Copy out the lines from the one containing "negative clicks: (17, 123) (17, 133)" through the end of the records, with both ends included. Leave the pictures out of your answer.

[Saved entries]
== == ==

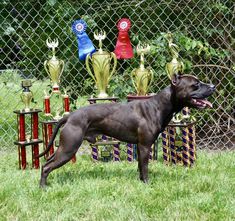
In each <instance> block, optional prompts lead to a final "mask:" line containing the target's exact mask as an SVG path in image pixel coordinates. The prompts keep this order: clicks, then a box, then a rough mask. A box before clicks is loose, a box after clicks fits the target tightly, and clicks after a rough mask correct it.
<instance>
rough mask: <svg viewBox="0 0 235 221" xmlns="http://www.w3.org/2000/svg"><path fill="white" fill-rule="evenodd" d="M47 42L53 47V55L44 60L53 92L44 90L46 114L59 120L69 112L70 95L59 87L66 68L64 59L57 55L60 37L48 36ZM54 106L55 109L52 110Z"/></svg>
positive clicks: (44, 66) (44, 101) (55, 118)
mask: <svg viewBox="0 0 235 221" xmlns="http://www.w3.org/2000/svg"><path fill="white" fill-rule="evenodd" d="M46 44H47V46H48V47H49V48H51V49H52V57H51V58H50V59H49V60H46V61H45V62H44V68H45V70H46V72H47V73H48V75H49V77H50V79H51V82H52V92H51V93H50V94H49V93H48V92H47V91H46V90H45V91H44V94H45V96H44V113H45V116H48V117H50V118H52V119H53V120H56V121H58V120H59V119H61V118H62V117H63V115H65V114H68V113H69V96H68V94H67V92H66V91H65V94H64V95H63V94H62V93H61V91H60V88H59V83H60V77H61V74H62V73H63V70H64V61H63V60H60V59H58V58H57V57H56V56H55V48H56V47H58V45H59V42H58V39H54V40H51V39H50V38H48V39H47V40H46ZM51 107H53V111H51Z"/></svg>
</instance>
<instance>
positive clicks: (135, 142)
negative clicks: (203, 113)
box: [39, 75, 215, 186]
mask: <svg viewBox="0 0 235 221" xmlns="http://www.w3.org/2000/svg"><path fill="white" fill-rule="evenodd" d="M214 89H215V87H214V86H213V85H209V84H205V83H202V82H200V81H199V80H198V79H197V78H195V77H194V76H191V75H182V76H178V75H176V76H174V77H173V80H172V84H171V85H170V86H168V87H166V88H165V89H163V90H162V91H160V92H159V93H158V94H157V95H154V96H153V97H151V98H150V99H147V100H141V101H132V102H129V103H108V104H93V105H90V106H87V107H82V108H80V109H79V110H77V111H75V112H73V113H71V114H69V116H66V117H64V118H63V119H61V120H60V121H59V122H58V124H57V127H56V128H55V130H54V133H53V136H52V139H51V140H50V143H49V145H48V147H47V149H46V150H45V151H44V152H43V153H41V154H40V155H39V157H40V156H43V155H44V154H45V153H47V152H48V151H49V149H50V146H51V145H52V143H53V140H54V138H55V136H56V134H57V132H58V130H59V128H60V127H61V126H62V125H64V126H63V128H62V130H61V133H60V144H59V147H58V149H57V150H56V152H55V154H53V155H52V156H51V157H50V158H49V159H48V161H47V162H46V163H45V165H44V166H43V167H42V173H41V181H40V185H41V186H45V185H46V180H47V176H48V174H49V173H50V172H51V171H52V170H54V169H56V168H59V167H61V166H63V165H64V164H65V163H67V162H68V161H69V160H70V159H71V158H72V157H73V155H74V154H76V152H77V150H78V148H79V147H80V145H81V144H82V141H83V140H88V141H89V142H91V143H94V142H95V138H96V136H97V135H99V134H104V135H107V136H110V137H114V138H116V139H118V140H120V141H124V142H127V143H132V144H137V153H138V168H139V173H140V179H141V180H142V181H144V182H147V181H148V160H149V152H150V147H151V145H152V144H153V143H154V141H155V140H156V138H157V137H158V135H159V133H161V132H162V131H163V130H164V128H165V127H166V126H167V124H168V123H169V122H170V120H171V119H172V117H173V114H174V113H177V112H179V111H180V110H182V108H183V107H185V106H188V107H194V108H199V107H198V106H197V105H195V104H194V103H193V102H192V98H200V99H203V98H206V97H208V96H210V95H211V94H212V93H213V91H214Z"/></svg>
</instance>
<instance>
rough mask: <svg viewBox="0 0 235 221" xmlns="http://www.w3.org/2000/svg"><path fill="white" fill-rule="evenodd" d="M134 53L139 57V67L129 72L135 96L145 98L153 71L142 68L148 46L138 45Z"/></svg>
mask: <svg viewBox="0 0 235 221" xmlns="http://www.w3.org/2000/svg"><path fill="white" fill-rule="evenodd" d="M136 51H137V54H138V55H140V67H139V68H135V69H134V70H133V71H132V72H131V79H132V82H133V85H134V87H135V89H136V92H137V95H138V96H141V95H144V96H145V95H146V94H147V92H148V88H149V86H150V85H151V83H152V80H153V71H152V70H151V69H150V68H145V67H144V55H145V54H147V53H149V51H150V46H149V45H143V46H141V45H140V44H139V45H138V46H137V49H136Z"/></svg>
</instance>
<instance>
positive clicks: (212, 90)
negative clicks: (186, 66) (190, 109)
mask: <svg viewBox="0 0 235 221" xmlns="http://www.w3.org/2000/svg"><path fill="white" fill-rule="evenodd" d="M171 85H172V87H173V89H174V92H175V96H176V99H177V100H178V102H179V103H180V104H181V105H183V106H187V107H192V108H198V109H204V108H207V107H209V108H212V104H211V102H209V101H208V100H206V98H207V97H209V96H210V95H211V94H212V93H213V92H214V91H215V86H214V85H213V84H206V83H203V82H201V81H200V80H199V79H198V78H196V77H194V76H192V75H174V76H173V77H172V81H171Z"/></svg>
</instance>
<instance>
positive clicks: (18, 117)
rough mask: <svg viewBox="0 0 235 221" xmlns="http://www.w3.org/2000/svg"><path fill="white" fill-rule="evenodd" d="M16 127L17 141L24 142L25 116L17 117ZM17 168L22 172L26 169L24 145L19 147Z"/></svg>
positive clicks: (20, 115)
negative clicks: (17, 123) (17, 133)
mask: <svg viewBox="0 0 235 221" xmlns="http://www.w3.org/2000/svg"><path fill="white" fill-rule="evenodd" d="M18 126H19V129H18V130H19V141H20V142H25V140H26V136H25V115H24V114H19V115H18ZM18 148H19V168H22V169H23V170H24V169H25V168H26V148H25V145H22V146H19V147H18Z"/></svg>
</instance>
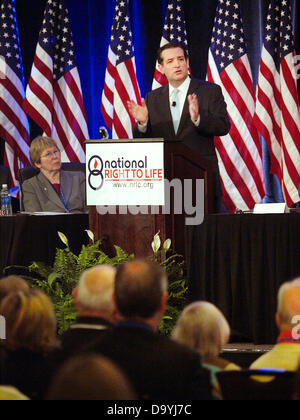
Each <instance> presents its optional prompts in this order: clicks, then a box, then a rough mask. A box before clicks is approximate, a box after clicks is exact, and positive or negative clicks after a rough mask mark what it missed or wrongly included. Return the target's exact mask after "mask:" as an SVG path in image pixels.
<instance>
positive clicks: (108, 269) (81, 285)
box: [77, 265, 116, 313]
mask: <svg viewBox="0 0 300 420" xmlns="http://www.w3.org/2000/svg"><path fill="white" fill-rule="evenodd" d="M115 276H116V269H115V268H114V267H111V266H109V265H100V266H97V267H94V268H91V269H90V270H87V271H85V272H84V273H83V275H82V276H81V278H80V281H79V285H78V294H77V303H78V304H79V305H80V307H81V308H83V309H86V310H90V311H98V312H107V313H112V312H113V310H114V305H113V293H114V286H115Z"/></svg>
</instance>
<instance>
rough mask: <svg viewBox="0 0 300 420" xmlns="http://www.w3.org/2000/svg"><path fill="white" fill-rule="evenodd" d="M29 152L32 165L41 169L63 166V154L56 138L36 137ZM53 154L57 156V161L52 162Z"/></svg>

== == ==

#### [OUTPUT FOR THIS TASK]
negative clicks: (17, 123) (17, 133)
mask: <svg viewBox="0 0 235 221" xmlns="http://www.w3.org/2000/svg"><path fill="white" fill-rule="evenodd" d="M18 126H19V129H18V130H19V141H20V142H25V140H26V136H25V115H24V114H19V115H18ZM18 148H19V168H22V169H23V170H24V169H25V168H26V148H25V145H22V146H19V147H18Z"/></svg>
</instance>
Each <instance> presents its optional prompts in this order: clicks, then a box, then a rough mask. A box before clicks is approximate, a box after clicks is exact, and positive or negative clicks after a rough mask mark what it missed or wrongly included. Return the target's exact mask after "mask:" as an SVG path in image pixels.
<instance>
positive clicks: (108, 269) (81, 285)
box: [77, 265, 116, 313]
mask: <svg viewBox="0 0 300 420" xmlns="http://www.w3.org/2000/svg"><path fill="white" fill-rule="evenodd" d="M115 276H116V269H115V268H114V267H111V266H109V265H100V266H97V267H94V268H91V269H90V270H87V271H85V272H84V273H83V275H82V276H81V278H80V281H79V285H78V294H77V303H78V304H79V305H80V307H81V308H83V309H86V310H90V311H98V312H107V313H112V312H113V310H114V305H113V293H114V286H115Z"/></svg>
</instance>
<instance>
rough mask: <svg viewBox="0 0 300 420" xmlns="http://www.w3.org/2000/svg"><path fill="white" fill-rule="evenodd" d="M29 152L32 165L41 169L63 166V154L56 138L36 137ZM53 154L57 156V161L52 162Z"/></svg>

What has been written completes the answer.